→ Задание
Пожалуйста, изложите отрывок о поэзии Бориса Корнилова в двух предложениях.

→ Показанный текст
============================================================

Но это — темная сторона качающегося и неустойчивого природного мира. Надо помнить и другое: упоительная прелесть его ликующих стихов тоже немыслима без этого начала, только здесь оно как бы оборачивается светлой стороной.

Возьмем «Песню о встречном», самое популярное произведение Корнилова (положенная на музыку Д. Шостаковичем, прозвучавшая в 1932 году с экрана, эта песня настолько укоренилась в массах, что и в сороковые годы ее продолжали исполнять и издавать с безошибочным примечанием: «слова народные»). Чисто корниловское обаяние здесь — кудрявость, гомон утра, и вот это главное, лучшее, неподдельно корниловское слово:

За нами идут октябрята, Картавые песни поют…

Возьмем «Качку на Каспийском море» — это колдовское ощущение качающейся, колобродящей, празднично-пьяной природы не мог бы подделать никакой другой мастер. В этом стихе отражается, конечно, все та же самая неуемная и в сущности очень добродушная, озорная природа корниловского дара.

Возьмем, наконец, «Соловьиху», шедевр и высшее достижение интимной лирики Б. Корнилова, — лениво-щедрое, переполненное игрой, лукавое и нежное объяснение в любви:

Соловьиха в тишине большой и душной… Вдруг ударил золотистый вдалеке, видно, злой, и молодой, и непослушный, ей запел на соловьином языке: — По лесам, на пустырях и на равнинах не найти тебе прекраснее дружка — принесу тебе яичек муравьиных, нащиплю в постель я пуху из брюшка…

Эта пушистость, это чувство беззащитной живости самой малой твари — от того же щедрого, перемешанного с озорством ощущения полноты жизни, от «самой, что ни есть раскучерявой», зыбкой и неистребимой основы корниловской поэзии, от ее своевольной, неистребленной природности.

Секрет Б. Корнилова — присутствие этой живой и самородной неуправляемой силы. Здоровая и свежая, эта сила держит его стих на плаву. Но этот же неделимый остаток природности, нерастворимый остаток, грозит перекосить в его стихах любую концепцию. Отсюда — та настороженность, с которой критика даже и в лучшие годы относится к поэту. «Корнилов — он талант, но… дикий» — в этой строке пародиста уловлено основное. И сам Корнилов, всю жизнь прислушиваясь к своему «дикому» таланту и доверчиво внимая критическим указаниям, готовно втискивает мятущуюся стихию в предлагаемые социальные сюжеты: от действительных до самых фантастических.

Но это уже другой полюс: непрерывный поиск социального эквивалента смутному и неустойчивому состоянию души.

Природа поэтического темперамента Бориса Корнилова в известном смысле символизирована местом его рождения и жительства: вековая российская глушь как бы совмещена в его судьбе с тревожным ритмом предвоенной, приграничной столицы.

Социальная характеристика поэзии Корнилова в такой же степени символически определяется моментом его рождения. Корнилов моложе Багрицкого на двенадцать лет, моложе Тихонова — на одиннадцать, моложе Прокофьева и Суркова — на семь и восемь, моложе Саянова, Светлова и Уткина — на каких-нибудь четыре года. Но он моложе их всех на одну и ту же величину: на участие в гражданской войне.

============================================================

→ Записанные данные
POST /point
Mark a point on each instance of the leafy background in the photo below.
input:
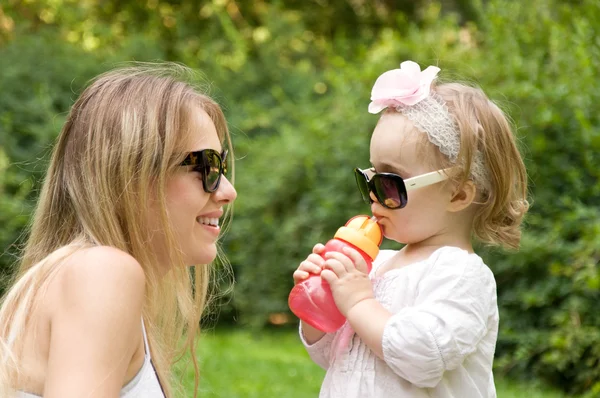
(294, 79)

============================================================

→ Результат задания
Неустойчивое природное начало корниловского дара оборачивается светлой стороной в его ликующих стихах, таких как «Песня о встречном», «Качка на Каспийском море» и «Соловьиха». Эта живая неуправляемая сила держит его стих на плаву, но грозит перекосить любую концепцию, поэтому критика относилась к поэту настороженно, а сам Корнилов втискивал свою стихию в предлагаемые социальные сюжеты.